** SHORT PROBLEM **
Produce an exact copy of the lines from the line that contains "Pick-planner input: for every instance of the wooden crossbeam" to the end of the listing below.

(Stored dataset items)
— Start —

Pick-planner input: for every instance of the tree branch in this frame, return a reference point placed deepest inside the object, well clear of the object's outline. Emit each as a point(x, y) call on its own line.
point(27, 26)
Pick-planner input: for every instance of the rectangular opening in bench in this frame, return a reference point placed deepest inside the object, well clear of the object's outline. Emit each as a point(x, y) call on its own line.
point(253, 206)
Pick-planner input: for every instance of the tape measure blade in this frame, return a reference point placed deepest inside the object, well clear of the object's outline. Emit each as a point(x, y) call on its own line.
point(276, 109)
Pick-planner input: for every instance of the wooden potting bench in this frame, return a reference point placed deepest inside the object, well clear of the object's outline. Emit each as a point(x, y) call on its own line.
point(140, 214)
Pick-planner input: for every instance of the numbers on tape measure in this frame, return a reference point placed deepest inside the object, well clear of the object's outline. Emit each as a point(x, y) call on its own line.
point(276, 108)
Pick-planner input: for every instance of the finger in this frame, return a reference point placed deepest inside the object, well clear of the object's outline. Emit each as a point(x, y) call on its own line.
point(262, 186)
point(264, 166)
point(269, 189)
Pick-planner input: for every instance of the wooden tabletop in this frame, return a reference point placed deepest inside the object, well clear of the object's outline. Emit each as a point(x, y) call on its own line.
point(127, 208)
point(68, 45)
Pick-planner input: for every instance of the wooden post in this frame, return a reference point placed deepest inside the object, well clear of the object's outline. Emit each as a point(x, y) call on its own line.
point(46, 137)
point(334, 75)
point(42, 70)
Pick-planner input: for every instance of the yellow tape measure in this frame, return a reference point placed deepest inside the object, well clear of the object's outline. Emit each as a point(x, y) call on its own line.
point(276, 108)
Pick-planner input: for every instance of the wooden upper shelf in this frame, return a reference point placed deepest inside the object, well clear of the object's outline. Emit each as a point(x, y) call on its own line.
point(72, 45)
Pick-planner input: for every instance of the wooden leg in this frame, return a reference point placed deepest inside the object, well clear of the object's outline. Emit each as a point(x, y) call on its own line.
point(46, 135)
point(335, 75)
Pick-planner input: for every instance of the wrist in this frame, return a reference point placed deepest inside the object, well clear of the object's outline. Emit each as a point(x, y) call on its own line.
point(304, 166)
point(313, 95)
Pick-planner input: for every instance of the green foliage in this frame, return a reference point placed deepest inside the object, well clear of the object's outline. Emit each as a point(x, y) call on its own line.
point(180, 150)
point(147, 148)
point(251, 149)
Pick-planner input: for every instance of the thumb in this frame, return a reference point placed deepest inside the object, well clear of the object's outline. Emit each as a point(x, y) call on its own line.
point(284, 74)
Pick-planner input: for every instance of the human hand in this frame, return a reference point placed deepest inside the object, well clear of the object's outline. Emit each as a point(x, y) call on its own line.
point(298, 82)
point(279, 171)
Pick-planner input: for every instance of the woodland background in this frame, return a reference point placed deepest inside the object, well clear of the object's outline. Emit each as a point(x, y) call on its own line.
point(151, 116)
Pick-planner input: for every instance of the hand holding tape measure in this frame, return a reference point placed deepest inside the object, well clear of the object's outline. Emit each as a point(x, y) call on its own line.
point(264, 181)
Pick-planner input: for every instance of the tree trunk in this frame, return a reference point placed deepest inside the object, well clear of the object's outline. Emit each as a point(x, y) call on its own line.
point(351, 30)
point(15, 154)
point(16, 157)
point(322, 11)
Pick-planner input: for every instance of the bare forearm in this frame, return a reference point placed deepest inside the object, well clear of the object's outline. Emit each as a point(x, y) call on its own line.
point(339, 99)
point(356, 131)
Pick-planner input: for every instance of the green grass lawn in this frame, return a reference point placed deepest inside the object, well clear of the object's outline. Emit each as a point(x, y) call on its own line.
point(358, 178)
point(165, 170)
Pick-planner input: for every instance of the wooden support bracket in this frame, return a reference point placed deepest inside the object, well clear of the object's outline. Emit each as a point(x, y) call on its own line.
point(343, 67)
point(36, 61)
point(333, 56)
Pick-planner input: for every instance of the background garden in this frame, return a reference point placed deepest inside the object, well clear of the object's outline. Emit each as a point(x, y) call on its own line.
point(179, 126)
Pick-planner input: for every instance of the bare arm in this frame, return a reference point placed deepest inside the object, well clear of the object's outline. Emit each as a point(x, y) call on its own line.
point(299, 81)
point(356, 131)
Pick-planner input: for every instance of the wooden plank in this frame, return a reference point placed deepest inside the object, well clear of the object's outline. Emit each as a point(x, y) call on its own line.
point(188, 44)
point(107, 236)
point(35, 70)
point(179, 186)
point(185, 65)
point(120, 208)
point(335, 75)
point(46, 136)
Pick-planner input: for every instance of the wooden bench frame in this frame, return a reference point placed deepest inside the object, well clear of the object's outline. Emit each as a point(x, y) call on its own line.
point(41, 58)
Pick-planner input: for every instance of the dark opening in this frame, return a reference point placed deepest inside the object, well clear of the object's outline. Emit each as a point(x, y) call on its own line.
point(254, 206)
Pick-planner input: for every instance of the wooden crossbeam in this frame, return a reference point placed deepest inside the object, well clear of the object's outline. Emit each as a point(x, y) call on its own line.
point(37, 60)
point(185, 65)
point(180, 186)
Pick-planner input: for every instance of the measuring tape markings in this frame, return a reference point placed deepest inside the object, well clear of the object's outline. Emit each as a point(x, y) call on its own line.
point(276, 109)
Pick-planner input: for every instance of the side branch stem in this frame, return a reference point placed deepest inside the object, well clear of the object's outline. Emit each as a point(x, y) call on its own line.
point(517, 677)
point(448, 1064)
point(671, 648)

— End —

** SOLVED EXERCISE **
Pick-planner input: for every instance of the wooden crossbeam in this frame, return a reference point placed deepest inside the object, well clear of the object's outline. Emit each as a point(x, y) call on its own line.
point(37, 60)
point(185, 65)
point(180, 186)
Pick-planner input: for every instance of the measuring tape markings in this frame, return a reference point placed deepest inside the object, well clear of the object's outline. Emit each as a point(x, y) call on its own line.
point(276, 109)
Pick-planner input: for every instance of the side branch stem in this frame, return a reference point placed deepest inside the object, well clear of the object's outline. Emit each as a point(x, y) call on its own line.
point(517, 677)
point(448, 1064)
point(671, 648)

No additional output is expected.